- [JOB]: Can you print the material below word for word, from its beginning down to and including the line that contains "<point>342,107</point>", without the pictures?

- [STORED RECORDS]:
◆ ◆ ◆ ◆ ◆

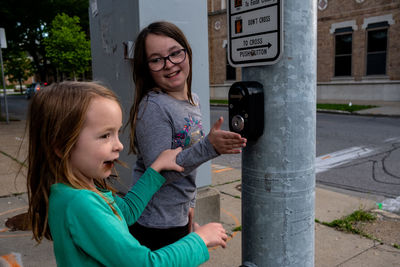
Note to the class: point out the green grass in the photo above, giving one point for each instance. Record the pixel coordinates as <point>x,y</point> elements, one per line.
<point>348,224</point>
<point>342,107</point>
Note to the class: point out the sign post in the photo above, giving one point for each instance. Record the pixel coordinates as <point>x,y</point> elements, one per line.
<point>255,32</point>
<point>3,44</point>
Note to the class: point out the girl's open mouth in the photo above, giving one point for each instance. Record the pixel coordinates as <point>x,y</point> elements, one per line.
<point>173,74</point>
<point>109,163</point>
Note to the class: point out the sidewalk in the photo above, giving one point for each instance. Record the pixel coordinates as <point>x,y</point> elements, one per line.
<point>332,247</point>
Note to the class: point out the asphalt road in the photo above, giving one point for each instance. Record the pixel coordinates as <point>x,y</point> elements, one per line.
<point>356,153</point>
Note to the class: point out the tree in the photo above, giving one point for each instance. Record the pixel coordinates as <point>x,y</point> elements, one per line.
<point>18,67</point>
<point>67,46</point>
<point>26,24</point>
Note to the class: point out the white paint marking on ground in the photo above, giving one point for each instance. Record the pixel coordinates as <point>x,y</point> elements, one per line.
<point>332,160</point>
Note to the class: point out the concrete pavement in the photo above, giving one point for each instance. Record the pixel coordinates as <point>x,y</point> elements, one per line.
<point>332,247</point>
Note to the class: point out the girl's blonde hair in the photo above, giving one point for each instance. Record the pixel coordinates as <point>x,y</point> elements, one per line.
<point>55,119</point>
<point>142,78</point>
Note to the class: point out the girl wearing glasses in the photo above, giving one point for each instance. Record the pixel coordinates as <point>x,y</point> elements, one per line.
<point>166,114</point>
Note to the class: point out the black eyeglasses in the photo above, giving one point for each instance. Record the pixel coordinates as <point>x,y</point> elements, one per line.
<point>176,57</point>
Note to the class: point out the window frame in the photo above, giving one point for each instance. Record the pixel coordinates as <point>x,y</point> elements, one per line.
<point>376,27</point>
<point>338,32</point>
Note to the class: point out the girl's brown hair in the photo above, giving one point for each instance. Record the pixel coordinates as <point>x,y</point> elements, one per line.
<point>142,78</point>
<point>55,119</point>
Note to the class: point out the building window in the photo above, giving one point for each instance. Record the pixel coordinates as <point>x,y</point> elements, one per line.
<point>343,51</point>
<point>230,71</point>
<point>377,34</point>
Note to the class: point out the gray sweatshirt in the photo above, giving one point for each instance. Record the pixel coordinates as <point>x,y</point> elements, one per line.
<point>164,123</point>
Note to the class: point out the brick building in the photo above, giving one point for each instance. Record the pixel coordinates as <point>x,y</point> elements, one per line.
<point>358,50</point>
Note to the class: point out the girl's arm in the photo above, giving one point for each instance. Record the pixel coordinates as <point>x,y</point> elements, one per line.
<point>154,135</point>
<point>134,202</point>
<point>104,238</point>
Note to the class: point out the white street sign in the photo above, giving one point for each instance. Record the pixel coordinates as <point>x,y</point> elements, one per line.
<point>255,32</point>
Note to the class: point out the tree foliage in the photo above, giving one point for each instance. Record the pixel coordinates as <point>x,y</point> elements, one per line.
<point>66,46</point>
<point>17,66</point>
<point>26,25</point>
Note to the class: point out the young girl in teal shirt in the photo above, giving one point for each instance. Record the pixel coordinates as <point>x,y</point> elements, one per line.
<point>73,146</point>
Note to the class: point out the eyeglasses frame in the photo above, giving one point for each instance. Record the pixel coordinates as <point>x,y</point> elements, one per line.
<point>168,57</point>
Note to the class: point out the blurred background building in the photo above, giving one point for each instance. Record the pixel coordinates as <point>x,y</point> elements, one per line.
<point>358,50</point>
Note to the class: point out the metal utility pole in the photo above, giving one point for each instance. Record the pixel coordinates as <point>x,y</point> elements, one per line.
<point>278,176</point>
<point>3,44</point>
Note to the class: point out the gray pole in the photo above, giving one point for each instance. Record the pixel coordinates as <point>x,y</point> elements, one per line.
<point>4,86</point>
<point>278,176</point>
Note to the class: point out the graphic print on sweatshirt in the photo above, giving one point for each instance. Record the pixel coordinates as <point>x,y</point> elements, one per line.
<point>191,133</point>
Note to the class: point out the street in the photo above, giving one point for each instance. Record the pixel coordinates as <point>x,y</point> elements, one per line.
<point>356,153</point>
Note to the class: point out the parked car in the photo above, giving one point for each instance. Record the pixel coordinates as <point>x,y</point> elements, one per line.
<point>33,88</point>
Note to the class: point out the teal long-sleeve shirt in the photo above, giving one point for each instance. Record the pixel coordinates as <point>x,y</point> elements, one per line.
<point>86,232</point>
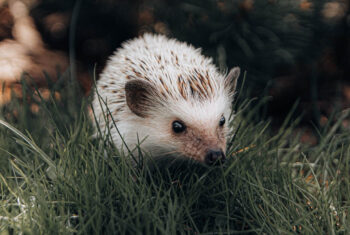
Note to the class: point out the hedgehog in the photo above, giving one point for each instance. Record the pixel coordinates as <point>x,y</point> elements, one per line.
<point>166,97</point>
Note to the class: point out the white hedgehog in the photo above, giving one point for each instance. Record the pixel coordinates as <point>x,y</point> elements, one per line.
<point>167,95</point>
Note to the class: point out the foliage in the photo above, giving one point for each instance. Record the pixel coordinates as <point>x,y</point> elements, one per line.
<point>55,178</point>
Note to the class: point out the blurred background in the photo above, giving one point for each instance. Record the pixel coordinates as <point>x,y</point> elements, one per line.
<point>292,50</point>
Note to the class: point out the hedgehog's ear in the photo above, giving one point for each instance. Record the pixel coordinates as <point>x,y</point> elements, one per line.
<point>140,97</point>
<point>231,79</point>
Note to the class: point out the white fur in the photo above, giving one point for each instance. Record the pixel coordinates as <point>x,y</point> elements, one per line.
<point>156,130</point>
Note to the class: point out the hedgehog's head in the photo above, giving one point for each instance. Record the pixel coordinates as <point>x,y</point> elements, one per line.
<point>193,126</point>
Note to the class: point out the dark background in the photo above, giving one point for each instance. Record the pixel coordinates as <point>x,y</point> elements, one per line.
<point>291,50</point>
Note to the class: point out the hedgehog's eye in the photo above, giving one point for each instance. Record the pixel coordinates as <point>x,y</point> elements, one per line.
<point>178,126</point>
<point>222,121</point>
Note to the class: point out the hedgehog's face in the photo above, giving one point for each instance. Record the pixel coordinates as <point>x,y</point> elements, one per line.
<point>204,142</point>
<point>197,130</point>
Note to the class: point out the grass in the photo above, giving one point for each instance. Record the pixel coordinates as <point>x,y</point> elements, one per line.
<point>56,179</point>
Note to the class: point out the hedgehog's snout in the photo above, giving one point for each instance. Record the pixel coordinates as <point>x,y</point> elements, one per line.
<point>214,156</point>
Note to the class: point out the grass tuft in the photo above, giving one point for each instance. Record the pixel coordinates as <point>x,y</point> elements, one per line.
<point>55,178</point>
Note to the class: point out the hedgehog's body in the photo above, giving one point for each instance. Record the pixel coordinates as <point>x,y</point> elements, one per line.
<point>166,95</point>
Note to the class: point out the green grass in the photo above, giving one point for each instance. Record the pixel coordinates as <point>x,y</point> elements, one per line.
<point>56,179</point>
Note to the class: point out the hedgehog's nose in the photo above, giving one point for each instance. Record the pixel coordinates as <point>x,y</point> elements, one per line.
<point>214,156</point>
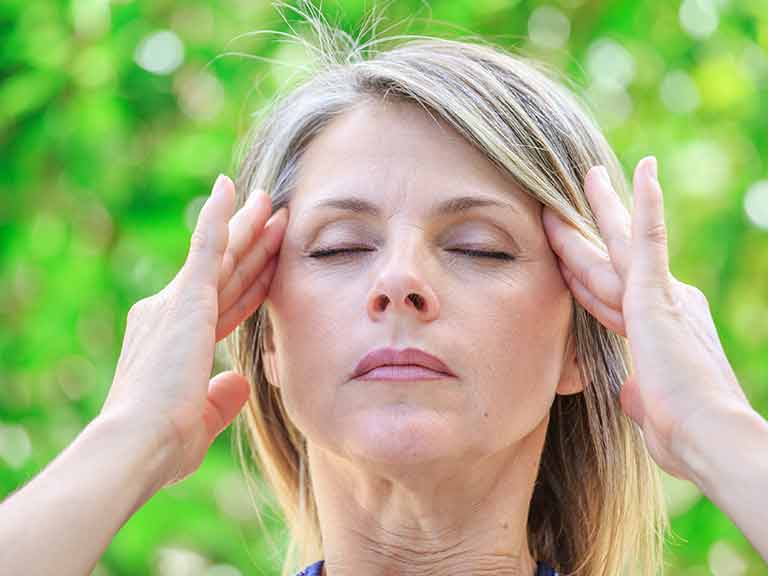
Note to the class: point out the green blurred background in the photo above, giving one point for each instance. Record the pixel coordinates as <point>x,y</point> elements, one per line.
<point>116,117</point>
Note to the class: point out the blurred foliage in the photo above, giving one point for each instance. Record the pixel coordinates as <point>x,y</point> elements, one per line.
<point>116,117</point>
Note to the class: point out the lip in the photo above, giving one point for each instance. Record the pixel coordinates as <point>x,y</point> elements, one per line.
<point>408,357</point>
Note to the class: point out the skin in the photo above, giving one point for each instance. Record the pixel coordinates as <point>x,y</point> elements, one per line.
<point>164,410</point>
<point>423,477</point>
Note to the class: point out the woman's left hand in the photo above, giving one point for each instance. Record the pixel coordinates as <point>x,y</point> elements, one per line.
<point>682,378</point>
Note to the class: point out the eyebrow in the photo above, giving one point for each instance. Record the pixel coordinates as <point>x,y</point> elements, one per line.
<point>444,208</point>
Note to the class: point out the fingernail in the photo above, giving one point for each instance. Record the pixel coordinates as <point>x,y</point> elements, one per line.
<point>218,186</point>
<point>653,168</point>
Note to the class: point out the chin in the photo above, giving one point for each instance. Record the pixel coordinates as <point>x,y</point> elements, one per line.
<point>401,435</point>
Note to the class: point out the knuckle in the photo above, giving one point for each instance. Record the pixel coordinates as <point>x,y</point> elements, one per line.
<point>199,240</point>
<point>657,233</point>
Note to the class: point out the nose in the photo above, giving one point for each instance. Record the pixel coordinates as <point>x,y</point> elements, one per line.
<point>401,289</point>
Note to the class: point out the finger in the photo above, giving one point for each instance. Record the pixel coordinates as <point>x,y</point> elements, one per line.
<point>590,265</point>
<point>252,263</point>
<point>613,220</point>
<point>607,316</point>
<point>649,232</point>
<point>227,393</point>
<point>248,302</point>
<point>244,228</point>
<point>209,239</point>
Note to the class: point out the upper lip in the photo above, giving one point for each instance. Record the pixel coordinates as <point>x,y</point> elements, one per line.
<point>391,356</point>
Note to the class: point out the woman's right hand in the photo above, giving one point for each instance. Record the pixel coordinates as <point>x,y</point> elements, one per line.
<point>162,385</point>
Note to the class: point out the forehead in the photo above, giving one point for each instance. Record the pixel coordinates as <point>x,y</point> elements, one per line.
<point>394,154</point>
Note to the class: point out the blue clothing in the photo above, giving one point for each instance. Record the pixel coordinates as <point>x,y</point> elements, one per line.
<point>316,569</point>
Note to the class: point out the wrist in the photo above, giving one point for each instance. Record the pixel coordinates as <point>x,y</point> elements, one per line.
<point>141,442</point>
<point>718,442</point>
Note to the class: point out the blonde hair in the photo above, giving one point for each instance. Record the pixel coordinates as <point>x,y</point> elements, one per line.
<point>598,506</point>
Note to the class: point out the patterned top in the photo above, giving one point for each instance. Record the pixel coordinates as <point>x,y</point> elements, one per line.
<point>316,569</point>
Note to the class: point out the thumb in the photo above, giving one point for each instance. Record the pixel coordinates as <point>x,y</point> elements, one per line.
<point>227,393</point>
<point>211,235</point>
<point>649,232</point>
<point>631,402</point>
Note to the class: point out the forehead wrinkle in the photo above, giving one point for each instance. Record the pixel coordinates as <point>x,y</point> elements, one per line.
<point>455,205</point>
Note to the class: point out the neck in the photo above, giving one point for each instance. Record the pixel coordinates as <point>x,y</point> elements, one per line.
<point>459,517</point>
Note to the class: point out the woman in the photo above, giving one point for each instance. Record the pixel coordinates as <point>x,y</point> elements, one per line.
<point>421,389</point>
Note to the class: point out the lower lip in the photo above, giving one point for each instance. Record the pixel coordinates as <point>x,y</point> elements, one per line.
<point>403,372</point>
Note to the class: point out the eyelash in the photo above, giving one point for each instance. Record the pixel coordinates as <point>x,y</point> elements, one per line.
<point>489,254</point>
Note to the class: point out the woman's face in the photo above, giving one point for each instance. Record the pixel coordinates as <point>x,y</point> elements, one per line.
<point>499,324</point>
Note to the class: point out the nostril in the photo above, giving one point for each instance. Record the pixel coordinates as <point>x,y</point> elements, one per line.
<point>417,300</point>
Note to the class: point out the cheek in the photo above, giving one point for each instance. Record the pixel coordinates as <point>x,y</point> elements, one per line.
<point>518,334</point>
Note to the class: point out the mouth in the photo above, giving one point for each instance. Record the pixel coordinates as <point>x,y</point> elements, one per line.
<point>408,364</point>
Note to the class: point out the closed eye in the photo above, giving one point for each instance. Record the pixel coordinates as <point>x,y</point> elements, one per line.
<point>330,252</point>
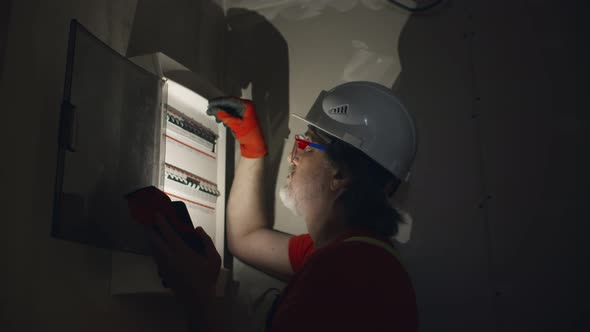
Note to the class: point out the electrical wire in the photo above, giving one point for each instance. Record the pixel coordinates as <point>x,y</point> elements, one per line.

◆ ◆ ◆ ◆ ◆

- [TASK RESPONSE]:
Note to the class: point out the green grass in the photo above, giving one point for each instance. Record the pixel coordinates as <point>x,y</point> elements, one per line.
<point>348,224</point>
<point>342,107</point>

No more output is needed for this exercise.